• WHAT THE EXERCISE ASKS: Identify, in the records below, every line where the string "window" appears, and copy each such line.

• LISTED ENTRIES:
+---+
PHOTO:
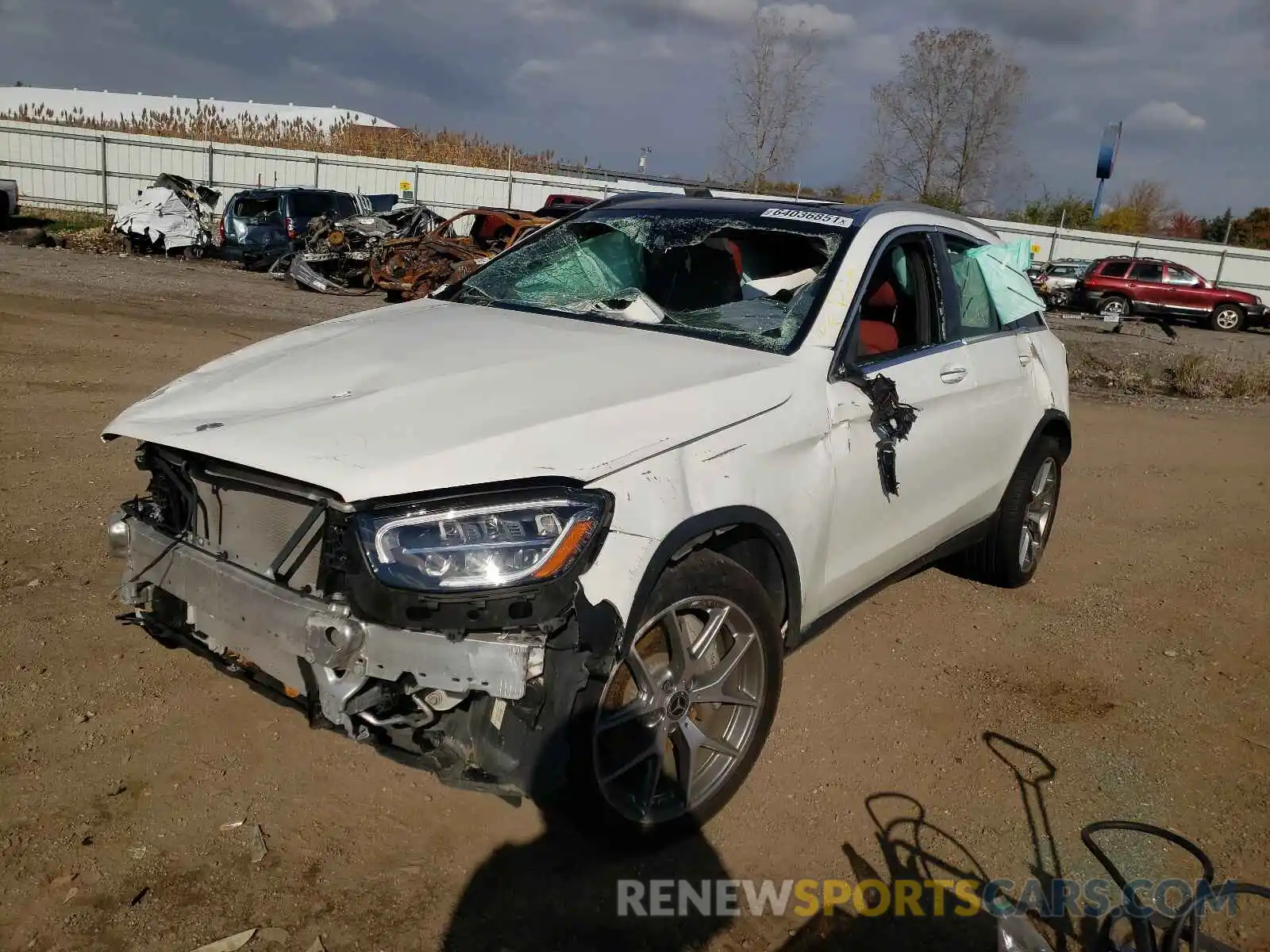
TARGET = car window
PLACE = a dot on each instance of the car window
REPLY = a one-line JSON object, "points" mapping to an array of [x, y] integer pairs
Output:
{"points": [[256, 209], [745, 274], [899, 310], [976, 313], [308, 205], [344, 206]]}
+---+
• OUTPUT FOR THIS EXERCISE:
TARGET = car window
PLACE = a dot on each instance of the car window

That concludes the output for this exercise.